-- Opening Marker --

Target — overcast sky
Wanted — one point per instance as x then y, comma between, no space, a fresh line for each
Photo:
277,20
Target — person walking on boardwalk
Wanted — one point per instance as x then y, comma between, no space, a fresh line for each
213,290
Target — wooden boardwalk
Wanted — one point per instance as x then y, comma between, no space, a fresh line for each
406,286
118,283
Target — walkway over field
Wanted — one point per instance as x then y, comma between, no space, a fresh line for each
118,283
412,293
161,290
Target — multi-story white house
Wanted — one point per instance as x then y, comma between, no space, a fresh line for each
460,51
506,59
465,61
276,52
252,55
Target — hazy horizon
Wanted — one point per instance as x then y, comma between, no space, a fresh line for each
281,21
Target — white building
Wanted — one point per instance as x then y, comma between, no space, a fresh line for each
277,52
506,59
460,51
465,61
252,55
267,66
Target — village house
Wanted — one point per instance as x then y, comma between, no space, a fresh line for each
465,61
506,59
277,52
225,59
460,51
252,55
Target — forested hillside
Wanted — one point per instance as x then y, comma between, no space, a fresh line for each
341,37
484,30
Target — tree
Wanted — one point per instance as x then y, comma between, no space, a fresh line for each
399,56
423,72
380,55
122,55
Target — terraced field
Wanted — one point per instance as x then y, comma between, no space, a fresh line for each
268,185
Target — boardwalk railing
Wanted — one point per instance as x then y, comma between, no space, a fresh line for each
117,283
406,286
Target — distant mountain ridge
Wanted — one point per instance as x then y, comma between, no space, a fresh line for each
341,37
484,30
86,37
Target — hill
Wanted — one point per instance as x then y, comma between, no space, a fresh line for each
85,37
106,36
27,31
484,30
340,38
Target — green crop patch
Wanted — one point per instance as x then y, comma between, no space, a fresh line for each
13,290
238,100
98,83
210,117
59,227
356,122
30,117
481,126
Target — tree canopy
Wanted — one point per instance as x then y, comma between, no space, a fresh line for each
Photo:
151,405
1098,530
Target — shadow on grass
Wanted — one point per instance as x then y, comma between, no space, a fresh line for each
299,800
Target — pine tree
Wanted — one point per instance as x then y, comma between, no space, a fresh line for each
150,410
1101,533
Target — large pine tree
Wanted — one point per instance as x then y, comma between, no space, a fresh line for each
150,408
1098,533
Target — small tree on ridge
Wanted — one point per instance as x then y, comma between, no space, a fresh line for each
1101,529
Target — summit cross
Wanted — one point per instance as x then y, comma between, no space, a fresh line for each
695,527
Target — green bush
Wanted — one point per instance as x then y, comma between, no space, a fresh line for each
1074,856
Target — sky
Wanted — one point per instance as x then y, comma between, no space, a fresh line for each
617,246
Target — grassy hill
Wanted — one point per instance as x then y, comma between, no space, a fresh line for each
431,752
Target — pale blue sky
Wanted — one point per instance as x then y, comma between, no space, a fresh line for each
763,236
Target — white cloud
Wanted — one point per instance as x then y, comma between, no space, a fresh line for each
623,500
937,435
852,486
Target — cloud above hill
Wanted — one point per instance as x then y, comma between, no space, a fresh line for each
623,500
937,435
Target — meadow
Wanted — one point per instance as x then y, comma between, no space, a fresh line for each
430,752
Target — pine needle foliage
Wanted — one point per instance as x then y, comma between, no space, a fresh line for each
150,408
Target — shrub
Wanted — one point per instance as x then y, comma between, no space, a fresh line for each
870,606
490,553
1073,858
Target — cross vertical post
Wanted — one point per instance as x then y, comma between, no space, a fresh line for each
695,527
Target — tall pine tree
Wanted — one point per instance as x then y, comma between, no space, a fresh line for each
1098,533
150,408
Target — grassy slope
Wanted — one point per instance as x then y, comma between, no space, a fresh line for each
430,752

-- Closing Marker --

Say how many lines in the listing above hold "ridge". Give the number only.

**Completed exercise:** 2